**Set problem**
Locate every line in the records that contains the word "street", and copy each of those lines.

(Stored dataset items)

--- start ---

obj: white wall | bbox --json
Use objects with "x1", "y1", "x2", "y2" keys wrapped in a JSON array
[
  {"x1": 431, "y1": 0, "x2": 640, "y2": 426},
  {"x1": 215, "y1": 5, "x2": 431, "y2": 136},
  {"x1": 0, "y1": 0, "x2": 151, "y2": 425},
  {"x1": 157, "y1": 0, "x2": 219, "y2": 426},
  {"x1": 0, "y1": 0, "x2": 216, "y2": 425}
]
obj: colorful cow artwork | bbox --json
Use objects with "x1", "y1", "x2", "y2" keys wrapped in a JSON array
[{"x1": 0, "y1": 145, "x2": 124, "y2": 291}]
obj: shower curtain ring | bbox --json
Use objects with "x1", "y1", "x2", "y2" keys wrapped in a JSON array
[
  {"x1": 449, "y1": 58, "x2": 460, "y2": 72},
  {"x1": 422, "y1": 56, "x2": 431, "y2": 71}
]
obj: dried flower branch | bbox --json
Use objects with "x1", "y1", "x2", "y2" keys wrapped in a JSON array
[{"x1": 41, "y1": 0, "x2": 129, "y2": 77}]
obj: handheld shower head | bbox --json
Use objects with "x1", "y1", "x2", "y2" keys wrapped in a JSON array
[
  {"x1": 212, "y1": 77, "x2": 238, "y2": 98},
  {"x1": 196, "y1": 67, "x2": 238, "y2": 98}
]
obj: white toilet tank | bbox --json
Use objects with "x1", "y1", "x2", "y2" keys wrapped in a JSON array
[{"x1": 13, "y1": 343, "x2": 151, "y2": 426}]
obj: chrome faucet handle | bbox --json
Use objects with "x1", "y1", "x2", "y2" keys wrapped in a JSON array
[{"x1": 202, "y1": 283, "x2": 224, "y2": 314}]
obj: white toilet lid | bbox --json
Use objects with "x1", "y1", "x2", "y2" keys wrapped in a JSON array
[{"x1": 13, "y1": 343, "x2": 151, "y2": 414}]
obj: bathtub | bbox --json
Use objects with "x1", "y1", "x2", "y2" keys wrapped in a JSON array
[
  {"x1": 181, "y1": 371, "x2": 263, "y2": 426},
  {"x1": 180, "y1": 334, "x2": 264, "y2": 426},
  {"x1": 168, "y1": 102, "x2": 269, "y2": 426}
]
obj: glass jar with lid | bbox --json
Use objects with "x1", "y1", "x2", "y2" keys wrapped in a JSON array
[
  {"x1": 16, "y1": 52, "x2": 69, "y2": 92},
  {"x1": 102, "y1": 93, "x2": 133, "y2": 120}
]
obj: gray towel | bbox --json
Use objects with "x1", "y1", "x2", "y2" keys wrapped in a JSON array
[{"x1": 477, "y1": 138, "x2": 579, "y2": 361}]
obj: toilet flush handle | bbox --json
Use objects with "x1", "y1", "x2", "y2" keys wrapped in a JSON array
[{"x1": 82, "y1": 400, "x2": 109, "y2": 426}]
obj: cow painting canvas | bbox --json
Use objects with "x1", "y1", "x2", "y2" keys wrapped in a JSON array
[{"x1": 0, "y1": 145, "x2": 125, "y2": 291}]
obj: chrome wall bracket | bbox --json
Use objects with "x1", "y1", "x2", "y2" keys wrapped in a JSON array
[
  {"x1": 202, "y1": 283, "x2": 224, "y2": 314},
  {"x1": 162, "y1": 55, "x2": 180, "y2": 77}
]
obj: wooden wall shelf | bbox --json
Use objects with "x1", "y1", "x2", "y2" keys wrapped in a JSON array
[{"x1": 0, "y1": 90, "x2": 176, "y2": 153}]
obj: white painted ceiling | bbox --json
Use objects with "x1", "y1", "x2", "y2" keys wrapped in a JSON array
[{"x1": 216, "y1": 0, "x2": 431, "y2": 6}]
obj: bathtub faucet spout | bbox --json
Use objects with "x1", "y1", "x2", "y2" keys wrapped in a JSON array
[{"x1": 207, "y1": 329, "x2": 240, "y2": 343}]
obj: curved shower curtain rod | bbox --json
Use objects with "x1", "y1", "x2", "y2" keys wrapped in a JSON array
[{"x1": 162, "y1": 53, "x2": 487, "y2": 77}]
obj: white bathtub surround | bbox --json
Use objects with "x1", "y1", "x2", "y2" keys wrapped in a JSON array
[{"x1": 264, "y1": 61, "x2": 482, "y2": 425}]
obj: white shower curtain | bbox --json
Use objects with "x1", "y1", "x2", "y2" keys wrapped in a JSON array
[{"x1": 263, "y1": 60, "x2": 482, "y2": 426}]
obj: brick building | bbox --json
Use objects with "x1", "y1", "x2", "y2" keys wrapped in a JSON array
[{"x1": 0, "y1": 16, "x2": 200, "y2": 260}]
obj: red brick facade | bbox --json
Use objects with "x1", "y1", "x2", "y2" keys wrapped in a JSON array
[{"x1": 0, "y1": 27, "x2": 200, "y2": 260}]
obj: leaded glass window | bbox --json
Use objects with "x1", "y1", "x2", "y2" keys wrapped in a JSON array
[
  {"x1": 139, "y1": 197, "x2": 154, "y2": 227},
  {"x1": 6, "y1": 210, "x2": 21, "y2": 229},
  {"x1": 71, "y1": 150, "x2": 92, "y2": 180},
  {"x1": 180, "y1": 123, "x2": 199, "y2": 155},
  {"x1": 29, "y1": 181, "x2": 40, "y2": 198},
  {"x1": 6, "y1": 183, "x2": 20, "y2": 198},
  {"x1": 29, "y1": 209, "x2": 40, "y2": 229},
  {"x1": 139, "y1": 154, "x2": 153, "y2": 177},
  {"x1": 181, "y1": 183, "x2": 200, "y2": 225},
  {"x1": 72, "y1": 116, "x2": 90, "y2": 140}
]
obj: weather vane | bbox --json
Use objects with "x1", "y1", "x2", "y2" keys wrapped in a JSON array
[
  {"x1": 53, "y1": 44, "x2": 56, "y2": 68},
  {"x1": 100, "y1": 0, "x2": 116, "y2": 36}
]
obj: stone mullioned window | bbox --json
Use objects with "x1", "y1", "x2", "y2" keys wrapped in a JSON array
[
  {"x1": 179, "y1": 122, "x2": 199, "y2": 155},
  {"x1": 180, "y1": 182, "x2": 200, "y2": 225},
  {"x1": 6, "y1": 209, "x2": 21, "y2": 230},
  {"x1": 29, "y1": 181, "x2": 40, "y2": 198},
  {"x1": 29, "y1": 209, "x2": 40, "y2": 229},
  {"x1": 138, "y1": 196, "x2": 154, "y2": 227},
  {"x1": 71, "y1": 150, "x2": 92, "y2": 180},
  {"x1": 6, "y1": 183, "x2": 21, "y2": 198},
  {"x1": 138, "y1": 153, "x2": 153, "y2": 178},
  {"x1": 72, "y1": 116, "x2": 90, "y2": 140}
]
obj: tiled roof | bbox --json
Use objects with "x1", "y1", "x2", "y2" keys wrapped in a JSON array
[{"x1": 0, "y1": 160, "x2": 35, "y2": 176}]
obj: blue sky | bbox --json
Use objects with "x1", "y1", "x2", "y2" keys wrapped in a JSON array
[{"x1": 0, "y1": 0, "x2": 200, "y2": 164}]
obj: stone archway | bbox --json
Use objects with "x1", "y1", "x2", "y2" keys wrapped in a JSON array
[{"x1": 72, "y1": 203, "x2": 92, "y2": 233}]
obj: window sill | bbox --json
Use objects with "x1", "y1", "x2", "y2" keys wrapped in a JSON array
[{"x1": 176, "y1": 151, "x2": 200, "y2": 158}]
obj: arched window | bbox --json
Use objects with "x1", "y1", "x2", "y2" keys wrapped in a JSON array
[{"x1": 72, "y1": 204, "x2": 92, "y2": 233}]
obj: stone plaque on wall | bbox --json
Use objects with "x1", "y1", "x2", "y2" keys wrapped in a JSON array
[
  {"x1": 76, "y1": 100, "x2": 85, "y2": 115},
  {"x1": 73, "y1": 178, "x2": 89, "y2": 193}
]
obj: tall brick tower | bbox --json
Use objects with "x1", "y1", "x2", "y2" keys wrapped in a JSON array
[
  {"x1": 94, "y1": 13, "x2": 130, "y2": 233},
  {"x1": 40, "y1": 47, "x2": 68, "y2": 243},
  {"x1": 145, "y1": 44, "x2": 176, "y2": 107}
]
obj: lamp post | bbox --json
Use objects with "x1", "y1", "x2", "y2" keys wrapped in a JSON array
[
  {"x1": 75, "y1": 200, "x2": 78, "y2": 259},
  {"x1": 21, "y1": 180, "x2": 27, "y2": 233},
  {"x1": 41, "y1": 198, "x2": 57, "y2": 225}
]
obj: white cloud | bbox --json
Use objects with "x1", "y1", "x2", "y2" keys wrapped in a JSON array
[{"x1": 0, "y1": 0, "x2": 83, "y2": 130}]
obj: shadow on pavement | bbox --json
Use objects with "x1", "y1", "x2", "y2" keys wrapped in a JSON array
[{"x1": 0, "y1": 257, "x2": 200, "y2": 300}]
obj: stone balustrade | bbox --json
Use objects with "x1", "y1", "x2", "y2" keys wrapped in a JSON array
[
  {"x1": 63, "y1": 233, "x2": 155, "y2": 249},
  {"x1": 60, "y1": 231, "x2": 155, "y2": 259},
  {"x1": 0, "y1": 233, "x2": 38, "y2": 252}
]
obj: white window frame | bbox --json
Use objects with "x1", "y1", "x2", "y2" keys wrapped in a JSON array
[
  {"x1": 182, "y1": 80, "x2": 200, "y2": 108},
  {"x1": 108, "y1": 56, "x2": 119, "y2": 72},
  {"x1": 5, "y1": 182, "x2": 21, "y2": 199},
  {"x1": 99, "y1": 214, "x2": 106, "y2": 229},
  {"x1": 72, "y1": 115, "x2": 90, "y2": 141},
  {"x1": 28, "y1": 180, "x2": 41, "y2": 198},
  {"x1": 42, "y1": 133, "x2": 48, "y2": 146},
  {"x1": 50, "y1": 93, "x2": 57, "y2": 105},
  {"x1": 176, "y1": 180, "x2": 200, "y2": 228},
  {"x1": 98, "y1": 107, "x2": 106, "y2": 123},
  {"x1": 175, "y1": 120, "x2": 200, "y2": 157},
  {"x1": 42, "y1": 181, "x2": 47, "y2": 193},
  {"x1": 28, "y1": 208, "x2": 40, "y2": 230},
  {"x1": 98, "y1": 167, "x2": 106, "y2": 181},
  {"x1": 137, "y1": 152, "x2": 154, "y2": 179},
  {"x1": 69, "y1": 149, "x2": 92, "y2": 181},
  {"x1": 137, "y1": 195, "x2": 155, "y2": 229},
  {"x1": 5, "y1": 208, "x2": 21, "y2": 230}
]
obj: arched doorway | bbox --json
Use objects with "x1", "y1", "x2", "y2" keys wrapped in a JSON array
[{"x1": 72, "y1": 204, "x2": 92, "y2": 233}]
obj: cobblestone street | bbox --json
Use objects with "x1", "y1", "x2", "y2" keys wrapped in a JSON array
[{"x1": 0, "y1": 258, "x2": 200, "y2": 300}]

--- end ---
--- start ---

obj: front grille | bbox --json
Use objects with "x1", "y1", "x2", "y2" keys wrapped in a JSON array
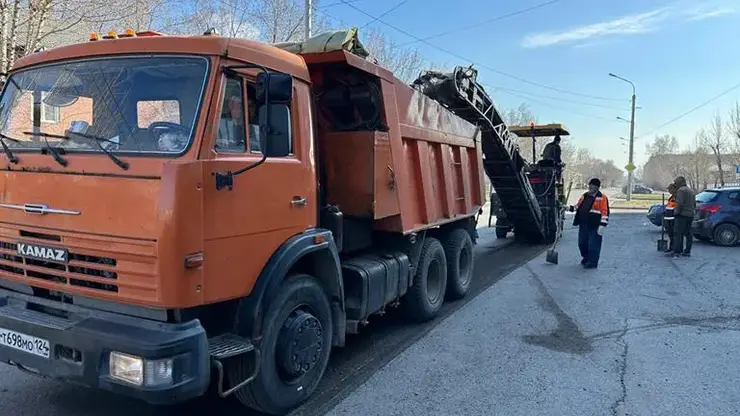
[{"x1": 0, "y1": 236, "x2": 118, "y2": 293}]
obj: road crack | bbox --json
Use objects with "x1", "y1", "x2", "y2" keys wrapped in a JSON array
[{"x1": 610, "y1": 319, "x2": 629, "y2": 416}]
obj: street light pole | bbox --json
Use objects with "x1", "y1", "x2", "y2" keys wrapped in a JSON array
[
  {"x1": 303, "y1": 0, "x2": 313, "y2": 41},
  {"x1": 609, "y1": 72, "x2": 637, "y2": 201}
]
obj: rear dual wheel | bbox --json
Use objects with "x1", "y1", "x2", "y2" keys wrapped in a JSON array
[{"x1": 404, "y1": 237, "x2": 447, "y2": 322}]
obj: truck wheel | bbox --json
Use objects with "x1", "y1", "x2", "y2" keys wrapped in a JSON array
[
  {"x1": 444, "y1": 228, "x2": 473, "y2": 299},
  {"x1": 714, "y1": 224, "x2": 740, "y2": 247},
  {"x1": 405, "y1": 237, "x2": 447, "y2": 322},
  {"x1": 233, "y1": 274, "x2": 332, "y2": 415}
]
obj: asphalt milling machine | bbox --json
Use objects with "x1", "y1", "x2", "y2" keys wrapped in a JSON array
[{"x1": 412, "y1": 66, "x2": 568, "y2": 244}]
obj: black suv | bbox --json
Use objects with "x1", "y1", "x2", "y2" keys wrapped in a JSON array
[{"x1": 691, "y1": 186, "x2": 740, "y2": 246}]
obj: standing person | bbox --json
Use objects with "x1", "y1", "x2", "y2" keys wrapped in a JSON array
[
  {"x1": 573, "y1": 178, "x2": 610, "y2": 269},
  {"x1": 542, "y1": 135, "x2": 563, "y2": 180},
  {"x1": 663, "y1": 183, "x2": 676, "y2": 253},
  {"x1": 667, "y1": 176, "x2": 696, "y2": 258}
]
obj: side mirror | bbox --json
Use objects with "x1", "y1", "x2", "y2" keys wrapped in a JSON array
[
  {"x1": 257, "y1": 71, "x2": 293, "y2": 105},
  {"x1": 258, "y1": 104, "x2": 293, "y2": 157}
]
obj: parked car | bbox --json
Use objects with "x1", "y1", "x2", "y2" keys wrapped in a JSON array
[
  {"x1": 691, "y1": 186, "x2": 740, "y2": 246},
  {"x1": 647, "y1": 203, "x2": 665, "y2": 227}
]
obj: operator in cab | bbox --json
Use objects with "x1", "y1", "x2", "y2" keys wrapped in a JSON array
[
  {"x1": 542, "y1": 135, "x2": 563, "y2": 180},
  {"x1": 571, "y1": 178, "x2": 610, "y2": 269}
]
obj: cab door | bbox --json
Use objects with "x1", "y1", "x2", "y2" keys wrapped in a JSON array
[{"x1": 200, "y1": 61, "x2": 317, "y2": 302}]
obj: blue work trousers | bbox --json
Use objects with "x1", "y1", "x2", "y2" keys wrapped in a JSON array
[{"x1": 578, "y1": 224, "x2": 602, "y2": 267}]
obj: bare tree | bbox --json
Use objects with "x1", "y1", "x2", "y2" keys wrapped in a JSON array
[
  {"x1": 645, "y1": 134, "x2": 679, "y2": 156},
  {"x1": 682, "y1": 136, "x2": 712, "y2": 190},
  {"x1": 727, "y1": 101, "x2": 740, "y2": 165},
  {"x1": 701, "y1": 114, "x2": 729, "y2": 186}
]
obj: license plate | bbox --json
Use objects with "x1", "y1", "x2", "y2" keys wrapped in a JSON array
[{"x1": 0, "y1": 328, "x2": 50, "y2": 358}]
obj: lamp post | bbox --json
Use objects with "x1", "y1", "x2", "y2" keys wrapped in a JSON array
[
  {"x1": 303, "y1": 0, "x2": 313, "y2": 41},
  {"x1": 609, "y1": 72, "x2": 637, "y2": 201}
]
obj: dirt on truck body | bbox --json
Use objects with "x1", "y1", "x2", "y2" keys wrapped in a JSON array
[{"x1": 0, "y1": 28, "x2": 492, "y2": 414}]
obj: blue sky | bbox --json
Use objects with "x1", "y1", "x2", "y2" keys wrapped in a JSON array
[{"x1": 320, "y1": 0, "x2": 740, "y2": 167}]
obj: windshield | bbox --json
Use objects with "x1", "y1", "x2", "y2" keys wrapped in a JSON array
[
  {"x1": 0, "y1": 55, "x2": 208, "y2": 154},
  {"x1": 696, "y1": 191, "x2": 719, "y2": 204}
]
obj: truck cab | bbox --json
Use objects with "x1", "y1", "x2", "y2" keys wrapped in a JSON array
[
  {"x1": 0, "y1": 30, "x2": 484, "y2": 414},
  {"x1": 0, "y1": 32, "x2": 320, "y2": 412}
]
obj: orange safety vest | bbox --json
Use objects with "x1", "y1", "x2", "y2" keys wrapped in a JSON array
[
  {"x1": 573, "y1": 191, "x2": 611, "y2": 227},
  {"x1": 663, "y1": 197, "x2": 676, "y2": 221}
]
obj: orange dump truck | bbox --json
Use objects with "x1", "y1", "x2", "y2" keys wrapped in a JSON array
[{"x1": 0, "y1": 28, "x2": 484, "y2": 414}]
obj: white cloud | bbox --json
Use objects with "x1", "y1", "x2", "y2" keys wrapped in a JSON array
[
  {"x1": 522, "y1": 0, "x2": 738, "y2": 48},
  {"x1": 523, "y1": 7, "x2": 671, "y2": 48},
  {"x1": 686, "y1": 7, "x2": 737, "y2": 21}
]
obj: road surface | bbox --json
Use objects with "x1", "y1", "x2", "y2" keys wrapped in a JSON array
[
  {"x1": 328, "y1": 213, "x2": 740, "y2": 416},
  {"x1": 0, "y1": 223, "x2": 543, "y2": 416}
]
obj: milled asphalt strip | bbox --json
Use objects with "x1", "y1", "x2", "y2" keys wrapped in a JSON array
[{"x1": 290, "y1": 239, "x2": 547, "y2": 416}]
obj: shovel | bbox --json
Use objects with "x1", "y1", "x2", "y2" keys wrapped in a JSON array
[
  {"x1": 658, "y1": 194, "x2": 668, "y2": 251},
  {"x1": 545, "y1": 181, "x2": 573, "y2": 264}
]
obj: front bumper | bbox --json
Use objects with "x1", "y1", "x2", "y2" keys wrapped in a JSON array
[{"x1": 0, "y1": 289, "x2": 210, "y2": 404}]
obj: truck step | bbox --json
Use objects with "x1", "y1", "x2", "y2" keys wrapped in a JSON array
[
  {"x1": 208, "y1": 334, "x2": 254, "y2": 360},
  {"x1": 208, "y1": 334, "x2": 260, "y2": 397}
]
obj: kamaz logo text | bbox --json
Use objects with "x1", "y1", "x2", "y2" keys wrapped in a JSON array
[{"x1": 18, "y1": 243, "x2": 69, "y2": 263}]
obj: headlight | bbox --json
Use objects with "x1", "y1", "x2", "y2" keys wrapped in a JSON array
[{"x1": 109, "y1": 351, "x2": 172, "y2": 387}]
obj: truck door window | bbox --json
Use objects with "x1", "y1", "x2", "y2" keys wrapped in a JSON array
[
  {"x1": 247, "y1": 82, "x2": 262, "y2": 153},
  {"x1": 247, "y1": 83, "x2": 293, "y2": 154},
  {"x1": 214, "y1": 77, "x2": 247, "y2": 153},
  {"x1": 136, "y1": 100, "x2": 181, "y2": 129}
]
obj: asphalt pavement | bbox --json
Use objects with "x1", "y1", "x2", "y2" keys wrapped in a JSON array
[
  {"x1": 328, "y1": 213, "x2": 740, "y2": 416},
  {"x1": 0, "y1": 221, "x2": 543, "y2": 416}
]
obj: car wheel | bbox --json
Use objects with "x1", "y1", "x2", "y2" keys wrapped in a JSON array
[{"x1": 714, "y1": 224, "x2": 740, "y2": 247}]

--- end ---

**Finished answer**
obj: cobblestone street | bbox --json
obj: street light pole | bbox --json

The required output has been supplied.